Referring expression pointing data
· · ·

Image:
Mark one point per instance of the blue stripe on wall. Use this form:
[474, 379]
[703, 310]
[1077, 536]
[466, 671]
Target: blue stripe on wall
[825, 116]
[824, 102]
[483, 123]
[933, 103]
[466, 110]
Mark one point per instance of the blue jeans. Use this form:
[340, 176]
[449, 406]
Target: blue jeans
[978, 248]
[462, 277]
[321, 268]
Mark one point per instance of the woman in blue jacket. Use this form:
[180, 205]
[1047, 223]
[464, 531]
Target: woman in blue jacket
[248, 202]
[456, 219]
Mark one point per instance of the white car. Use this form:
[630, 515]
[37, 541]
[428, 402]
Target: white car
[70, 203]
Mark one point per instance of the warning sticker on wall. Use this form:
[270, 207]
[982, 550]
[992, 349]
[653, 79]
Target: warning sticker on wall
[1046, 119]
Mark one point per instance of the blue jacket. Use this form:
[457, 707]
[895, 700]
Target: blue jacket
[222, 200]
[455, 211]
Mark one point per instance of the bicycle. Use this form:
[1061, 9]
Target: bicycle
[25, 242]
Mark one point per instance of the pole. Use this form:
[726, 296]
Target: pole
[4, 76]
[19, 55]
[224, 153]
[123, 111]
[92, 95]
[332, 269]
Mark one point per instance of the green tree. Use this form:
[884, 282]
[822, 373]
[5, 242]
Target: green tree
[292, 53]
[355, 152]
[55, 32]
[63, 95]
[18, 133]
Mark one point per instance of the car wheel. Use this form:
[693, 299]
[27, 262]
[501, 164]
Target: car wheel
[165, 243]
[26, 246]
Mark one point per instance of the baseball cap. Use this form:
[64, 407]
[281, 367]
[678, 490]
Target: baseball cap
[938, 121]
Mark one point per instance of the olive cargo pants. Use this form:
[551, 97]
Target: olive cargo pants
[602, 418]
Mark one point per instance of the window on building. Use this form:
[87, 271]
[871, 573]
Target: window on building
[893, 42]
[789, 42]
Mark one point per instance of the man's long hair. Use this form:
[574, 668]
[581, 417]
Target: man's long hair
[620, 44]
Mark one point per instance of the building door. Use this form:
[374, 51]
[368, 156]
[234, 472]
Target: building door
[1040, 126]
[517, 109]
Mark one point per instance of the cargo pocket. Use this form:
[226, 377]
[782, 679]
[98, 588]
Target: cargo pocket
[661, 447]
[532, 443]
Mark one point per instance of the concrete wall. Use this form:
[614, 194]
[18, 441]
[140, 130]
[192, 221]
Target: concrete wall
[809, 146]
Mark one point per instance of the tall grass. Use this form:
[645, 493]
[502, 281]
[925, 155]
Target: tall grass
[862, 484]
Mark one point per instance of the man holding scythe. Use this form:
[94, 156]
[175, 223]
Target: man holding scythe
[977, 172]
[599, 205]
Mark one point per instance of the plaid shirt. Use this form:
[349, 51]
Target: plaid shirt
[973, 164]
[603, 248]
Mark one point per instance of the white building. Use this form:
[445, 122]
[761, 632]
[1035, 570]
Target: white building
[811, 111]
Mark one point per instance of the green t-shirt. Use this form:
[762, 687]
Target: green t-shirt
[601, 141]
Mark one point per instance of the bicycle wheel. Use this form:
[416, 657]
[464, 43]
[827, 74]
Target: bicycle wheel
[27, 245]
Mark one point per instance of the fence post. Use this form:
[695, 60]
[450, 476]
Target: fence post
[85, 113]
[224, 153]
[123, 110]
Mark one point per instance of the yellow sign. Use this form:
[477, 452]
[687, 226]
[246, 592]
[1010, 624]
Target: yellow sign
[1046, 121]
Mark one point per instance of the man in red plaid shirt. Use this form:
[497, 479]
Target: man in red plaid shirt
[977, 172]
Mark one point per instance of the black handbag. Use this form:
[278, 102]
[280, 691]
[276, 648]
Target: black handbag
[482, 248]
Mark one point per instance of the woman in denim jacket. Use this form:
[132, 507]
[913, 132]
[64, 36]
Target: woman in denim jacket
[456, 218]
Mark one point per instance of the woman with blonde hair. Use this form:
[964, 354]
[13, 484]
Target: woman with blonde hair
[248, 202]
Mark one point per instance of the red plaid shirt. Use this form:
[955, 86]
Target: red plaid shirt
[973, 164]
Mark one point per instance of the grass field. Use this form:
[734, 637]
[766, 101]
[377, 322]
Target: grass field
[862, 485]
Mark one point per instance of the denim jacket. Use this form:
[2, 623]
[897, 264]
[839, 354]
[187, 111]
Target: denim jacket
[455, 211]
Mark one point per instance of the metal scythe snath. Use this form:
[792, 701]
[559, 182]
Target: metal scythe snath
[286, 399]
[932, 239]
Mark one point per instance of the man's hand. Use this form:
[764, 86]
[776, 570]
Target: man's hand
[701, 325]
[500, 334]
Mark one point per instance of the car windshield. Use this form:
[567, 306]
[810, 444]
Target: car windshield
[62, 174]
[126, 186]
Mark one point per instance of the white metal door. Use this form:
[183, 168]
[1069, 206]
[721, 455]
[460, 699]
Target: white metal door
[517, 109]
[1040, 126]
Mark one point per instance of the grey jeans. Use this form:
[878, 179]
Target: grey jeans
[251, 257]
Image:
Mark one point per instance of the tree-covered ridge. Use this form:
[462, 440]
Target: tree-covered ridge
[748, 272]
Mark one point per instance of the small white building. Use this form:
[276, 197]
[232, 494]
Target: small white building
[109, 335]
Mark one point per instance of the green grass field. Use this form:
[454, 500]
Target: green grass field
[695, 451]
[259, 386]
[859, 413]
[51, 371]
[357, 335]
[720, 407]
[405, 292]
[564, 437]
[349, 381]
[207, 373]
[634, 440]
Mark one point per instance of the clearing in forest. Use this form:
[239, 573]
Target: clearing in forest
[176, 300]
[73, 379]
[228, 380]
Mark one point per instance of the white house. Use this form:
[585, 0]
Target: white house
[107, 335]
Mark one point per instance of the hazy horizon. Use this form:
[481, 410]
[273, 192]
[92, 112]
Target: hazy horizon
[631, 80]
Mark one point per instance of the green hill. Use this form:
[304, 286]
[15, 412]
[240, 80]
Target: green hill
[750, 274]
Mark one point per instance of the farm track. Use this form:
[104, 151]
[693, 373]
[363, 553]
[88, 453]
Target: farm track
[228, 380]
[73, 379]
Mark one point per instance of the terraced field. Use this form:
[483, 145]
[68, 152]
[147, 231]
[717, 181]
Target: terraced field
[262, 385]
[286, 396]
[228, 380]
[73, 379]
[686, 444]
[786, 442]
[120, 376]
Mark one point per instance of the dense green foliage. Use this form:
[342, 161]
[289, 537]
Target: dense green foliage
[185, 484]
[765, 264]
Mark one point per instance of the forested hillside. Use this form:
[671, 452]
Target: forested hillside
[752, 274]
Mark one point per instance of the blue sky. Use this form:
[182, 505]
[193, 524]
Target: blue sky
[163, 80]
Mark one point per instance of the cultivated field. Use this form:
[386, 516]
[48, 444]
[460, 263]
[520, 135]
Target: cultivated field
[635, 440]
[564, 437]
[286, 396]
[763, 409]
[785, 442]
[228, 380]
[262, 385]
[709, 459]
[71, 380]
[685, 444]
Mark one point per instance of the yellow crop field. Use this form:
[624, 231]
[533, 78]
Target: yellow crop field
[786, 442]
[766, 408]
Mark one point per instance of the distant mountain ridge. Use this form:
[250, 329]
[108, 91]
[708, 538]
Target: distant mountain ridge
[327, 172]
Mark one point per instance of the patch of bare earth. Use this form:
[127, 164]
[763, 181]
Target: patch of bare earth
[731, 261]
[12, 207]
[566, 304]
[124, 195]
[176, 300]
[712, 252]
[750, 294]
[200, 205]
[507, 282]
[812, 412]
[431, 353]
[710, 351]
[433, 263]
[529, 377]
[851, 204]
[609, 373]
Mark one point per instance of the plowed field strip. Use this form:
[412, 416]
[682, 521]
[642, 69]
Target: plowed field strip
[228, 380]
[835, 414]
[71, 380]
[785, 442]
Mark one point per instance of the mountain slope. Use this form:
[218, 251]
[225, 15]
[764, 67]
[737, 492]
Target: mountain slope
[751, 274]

· · ·

## WHAT YOU WILL DO
Exactly and only the lines from the line containing "Mark one point per instance of the plowed" through the final line of the records above must be returned.

## RESPONSE FOR THIS EXERCISE
Mark one point per instance of the plowed field strip. Use this form:
[412, 416]
[682, 521]
[642, 69]
Target: plowed field strip
[228, 380]
[835, 414]
[71, 380]
[785, 442]
Mark one point per instance of the mountain slope. Use this form:
[218, 251]
[225, 15]
[764, 67]
[737, 492]
Target: mountain slope
[751, 274]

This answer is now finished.